↓

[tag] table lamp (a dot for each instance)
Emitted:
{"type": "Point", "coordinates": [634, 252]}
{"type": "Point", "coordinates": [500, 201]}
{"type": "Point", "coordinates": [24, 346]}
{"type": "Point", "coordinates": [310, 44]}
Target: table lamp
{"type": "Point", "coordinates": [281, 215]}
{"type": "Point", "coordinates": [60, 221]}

↑

OBJECTIVE
Put the lines above into a Markdown table with the columns No. and Text, numbering each row and skipping any blank lines.

OUTPUT
| No. | Text |
|---|---|
| 1 | [tag] table lamp (a dot for each instance) |
| 2 | Emitted: |
| 3 | {"type": "Point", "coordinates": [634, 252]} |
| 4 | {"type": "Point", "coordinates": [500, 201]} |
| 5 | {"type": "Point", "coordinates": [24, 346]} |
| 6 | {"type": "Point", "coordinates": [310, 44]} |
| 7 | Target: table lamp |
| 8 | {"type": "Point", "coordinates": [281, 215]} |
| 9 | {"type": "Point", "coordinates": [60, 221]} |